#### Page excerpt
________________________

Revelation sermon #05 (9/7/08)

Trusting God in the Real World—Ted Grimsrud

Shalom Mennonite Congregation—Harrisonburg, VA

Revelation 6:1-8; 7:9-12

I am by disposition a pretty optimistic person.  You know, the cup is half full kind of guy.  For example, Kathleen and I were driving back from the Baltimore airport fairly late one night.  The gas gauge is very close to “E” and we don’t see any gas stations on the freeway.  So, we get to Frederick, Maryland, and have a choice.  We can turn right, go about two miles out of our way and be sure we won’t run out of gas.  Or we can turn left, stay on our route, and hope to find something open before it’s too late.  I turn left.  After about a mile, Kathleen persuades me to go back to the sure thing.  She’s not quite such an optimist.

These are hard times for optimists right now.  I have a friend, Phil Stoltzfus, who lives in Minneapolis.  During the Republican National Convention last week, he was on the ground working with a peace team that sought to defuse conflicts between protestors and police.  He wrote a despairing report about the extreme militarization of the police—coercive, brutal, Homeland Security agents everywhere.  And the general population stays silent and we evolve, rapidly, into toward authoritarian national security state….Of course there were many other elements of that convention that could encourage despair, too.

________________________

#### Items
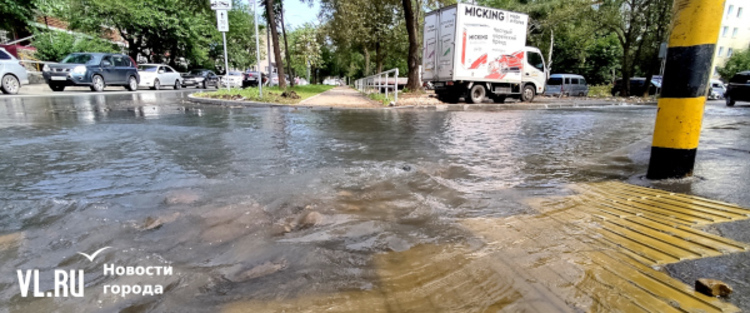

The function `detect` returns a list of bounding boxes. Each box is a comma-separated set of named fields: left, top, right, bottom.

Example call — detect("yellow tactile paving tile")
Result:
left=222, top=183, right=750, bottom=313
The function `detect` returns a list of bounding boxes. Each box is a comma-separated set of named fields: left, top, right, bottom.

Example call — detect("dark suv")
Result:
left=42, top=52, right=140, bottom=91
left=724, top=71, right=750, bottom=107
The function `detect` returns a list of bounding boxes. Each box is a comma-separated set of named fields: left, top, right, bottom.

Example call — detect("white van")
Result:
left=544, top=74, right=589, bottom=97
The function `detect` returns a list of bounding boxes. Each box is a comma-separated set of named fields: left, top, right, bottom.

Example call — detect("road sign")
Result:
left=212, top=0, right=232, bottom=10
left=216, top=10, right=229, bottom=32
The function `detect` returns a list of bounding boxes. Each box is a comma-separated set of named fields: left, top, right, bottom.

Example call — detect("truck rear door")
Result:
left=422, top=11, right=440, bottom=81
left=435, top=6, right=457, bottom=81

________________________

#### What to do
a) List every person named in the sermon excerpt, including its heading.
b) Reproduce the part of the sermon excerpt that opens with the words containing "These are hard" and closes with "encourage despair, too.".
c) According to the sermon excerpt, why was turning right at Frederick, Maryland, the safer choice?

#### Complete answers
a) Ted Grimsrud, Kathleen, Phil Stoltzfus

b)
These are hard times for optimists right now.  I have a friend, Phil Stoltzfus, who lives in Minneapolis.  During the Republican National Convention last week, he was on the ground working with a peace team that sought to defuse conflicts between protestors and police.  He wrote a despairing report about the extreme militarization of the police—coercive, brutal, Homeland Security agents everywhere.  And the general population stays silent and we evolve, rapidly, into toward authoritarian national security state….Of course there were many other elements of that convention that could encourage despair, too.

c) The gas gauge was very close to "E," and no gas stations had appeared on the freeway. Turning right meant going about two miles out of the way but being sure not to run out of gas. Turning left kept them on their route only in the hope of finding something open before it was too late.